(Labeled-object pointing entries)
_ _ _ _
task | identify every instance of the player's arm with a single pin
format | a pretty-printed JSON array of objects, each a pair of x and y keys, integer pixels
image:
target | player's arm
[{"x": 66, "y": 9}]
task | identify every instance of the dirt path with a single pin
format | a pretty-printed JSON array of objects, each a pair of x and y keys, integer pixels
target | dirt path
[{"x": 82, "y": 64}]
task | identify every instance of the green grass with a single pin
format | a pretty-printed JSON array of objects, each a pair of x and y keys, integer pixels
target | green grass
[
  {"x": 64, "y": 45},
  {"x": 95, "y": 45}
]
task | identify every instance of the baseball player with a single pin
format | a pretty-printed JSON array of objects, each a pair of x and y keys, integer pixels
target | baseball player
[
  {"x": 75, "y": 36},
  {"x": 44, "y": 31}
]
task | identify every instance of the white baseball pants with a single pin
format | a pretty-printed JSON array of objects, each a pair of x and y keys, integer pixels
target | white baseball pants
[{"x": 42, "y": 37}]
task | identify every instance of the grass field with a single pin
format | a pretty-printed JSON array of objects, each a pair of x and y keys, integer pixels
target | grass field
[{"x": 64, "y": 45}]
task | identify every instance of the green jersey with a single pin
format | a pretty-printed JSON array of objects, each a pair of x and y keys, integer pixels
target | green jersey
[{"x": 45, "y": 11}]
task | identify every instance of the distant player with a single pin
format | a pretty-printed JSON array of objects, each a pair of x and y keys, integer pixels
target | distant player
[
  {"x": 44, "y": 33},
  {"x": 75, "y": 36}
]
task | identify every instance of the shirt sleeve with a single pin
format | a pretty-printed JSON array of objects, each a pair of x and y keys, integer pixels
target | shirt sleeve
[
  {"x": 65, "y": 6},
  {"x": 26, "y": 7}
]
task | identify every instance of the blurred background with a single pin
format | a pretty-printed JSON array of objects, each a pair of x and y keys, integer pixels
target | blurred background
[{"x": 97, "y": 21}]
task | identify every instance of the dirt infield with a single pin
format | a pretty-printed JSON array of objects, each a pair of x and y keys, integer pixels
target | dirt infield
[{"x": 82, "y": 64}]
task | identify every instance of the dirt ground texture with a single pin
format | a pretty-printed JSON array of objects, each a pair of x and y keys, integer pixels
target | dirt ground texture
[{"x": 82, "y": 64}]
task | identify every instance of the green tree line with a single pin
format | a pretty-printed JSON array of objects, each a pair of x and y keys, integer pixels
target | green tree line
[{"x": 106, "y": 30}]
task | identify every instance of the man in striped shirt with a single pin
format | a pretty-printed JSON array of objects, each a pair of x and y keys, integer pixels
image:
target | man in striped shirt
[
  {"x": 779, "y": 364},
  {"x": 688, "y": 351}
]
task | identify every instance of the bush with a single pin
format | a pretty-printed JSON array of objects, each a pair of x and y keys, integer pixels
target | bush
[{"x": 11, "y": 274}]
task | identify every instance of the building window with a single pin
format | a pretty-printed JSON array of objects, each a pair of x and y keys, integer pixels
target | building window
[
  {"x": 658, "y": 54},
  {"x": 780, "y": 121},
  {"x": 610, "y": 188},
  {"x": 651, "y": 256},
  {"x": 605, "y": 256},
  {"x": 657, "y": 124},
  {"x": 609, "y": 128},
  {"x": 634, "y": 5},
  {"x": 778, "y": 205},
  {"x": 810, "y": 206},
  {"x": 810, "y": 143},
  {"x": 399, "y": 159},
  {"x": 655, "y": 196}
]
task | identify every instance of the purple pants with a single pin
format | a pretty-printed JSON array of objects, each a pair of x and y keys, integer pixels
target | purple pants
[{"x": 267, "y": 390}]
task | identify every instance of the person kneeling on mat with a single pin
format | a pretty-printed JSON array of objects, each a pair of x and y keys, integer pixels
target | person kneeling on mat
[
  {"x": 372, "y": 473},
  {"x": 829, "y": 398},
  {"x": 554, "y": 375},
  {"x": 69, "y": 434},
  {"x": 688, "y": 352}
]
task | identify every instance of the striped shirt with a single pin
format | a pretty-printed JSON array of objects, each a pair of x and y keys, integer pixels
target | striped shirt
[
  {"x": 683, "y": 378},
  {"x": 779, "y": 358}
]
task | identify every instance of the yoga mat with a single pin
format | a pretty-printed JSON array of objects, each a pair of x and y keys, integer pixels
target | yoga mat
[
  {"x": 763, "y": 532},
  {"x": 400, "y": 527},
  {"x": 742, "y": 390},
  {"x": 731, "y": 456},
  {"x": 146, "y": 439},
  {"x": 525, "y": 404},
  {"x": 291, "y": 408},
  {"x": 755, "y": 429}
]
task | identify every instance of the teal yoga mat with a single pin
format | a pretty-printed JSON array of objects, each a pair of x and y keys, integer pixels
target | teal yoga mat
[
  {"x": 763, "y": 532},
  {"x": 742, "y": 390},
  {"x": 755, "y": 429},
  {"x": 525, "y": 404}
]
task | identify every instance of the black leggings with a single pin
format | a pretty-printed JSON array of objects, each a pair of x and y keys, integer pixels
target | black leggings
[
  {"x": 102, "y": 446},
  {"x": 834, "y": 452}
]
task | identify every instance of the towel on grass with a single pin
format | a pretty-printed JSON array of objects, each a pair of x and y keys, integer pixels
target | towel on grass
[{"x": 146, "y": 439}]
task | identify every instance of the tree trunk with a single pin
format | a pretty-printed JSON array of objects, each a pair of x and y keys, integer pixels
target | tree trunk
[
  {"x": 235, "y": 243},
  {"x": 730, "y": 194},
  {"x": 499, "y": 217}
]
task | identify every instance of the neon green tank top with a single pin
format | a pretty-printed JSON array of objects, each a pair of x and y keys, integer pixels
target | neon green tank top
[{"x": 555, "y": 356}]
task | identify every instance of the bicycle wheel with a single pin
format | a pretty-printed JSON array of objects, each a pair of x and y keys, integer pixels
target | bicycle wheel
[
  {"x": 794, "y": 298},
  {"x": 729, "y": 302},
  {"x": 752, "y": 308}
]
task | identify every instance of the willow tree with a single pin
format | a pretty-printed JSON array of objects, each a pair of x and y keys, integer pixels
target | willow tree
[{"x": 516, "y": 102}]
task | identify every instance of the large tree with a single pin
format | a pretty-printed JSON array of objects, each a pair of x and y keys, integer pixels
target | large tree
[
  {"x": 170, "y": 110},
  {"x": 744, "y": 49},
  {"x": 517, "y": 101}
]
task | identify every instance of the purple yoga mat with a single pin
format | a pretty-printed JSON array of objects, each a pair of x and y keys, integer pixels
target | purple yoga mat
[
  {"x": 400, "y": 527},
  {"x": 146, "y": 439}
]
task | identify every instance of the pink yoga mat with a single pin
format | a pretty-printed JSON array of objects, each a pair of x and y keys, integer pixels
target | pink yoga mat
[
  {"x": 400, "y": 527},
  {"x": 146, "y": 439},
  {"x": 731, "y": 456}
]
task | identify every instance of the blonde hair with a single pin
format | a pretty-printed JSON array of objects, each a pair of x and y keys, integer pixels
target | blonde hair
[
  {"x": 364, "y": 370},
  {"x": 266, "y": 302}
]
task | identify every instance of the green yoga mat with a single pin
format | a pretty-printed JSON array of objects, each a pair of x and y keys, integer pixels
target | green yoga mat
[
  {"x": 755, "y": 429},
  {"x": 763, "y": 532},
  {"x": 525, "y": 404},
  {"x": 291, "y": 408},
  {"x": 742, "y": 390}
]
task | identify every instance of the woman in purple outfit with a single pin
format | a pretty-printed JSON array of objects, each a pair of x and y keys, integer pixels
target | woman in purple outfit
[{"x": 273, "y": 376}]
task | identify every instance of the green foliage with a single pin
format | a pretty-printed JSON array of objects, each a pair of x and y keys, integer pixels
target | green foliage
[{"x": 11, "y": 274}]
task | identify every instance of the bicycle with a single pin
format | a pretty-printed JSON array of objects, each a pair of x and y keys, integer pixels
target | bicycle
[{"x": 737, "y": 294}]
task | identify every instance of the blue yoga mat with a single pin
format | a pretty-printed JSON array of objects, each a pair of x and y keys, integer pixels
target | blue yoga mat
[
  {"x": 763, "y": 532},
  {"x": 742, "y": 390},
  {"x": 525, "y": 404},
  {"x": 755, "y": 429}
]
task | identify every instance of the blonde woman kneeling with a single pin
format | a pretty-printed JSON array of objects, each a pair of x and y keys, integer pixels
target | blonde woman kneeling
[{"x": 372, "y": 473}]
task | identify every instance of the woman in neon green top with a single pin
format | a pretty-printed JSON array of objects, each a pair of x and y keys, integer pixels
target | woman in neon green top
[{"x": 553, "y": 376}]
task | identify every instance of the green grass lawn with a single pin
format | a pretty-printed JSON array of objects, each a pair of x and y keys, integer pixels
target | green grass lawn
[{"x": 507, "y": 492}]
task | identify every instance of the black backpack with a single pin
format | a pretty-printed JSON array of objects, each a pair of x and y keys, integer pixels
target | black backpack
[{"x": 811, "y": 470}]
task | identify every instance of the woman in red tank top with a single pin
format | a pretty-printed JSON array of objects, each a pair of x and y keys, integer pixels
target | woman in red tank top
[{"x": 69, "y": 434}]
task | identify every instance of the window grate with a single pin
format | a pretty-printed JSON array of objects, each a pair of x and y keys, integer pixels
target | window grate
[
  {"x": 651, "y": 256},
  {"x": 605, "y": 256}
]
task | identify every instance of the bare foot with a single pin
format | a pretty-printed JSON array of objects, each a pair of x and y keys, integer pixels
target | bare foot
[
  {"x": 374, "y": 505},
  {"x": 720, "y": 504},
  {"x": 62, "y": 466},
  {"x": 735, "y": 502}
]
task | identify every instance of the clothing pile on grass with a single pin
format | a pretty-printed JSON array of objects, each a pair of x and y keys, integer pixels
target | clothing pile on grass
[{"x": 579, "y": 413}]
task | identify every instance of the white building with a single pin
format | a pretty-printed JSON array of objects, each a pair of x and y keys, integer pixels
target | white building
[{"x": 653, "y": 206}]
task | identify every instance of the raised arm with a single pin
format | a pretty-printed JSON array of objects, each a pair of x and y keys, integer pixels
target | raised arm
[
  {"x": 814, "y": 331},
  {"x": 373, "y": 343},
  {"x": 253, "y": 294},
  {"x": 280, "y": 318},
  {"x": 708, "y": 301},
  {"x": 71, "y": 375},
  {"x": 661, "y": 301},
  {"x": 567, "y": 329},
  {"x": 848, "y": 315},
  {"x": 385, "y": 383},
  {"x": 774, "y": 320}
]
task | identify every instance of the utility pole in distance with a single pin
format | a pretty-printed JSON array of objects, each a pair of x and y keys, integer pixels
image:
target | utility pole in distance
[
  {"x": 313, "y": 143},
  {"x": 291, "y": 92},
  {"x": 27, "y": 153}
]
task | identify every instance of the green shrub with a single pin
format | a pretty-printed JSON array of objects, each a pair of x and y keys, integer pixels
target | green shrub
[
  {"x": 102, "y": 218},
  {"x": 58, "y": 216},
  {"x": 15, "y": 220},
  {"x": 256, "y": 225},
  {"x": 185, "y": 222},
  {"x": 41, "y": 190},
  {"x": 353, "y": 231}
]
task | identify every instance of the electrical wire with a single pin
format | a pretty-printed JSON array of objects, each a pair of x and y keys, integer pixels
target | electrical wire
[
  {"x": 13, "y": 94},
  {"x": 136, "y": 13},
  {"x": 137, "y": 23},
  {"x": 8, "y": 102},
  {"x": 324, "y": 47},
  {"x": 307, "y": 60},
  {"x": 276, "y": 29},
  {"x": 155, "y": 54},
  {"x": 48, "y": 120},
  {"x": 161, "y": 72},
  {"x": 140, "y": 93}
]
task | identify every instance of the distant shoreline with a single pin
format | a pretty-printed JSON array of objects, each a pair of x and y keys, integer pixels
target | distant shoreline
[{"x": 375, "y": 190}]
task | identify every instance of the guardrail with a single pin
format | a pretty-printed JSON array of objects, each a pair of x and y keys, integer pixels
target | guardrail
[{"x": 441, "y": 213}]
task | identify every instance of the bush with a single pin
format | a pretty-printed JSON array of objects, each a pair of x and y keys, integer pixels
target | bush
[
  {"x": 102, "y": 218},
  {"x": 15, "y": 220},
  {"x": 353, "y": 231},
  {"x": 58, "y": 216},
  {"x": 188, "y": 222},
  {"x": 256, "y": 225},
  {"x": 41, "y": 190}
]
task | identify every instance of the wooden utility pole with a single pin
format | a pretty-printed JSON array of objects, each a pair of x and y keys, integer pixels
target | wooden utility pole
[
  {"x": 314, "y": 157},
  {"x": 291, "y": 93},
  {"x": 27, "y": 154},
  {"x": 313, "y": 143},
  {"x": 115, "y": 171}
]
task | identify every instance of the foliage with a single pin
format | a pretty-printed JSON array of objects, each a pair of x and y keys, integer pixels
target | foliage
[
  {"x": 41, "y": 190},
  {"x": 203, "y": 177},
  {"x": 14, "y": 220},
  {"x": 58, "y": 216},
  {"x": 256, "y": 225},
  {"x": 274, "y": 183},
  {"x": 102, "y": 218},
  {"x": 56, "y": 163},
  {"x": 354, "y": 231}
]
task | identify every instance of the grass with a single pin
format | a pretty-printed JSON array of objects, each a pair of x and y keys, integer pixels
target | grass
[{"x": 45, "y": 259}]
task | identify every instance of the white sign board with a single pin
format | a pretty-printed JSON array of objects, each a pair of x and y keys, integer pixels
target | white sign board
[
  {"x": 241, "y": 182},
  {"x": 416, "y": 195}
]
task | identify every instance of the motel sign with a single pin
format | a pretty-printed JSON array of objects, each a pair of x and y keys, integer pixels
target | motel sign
_ _ _ _
What is needed: Give back, exactly as written, the lines from the one with "task | identify every instance of the grass with" to the last line.

Expected answer:
task | identify every instance of the grass with a single pin
format | a pretty-printed JSON array of objects, each a pair of x and y keys, integer pixels
target | grass
[{"x": 45, "y": 259}]
task | identify every instance of the white sign board with a single pin
format | a pretty-printed JSON array of objects, each a pair of x and y keys, integer pixels
target | white sign board
[
  {"x": 241, "y": 182},
  {"x": 416, "y": 195}
]
task | identify every instance of the motel sign with a single pin
format | a pretty-printed JSON array of objects, each a pair of x and y keys, integer pixels
target | motel sign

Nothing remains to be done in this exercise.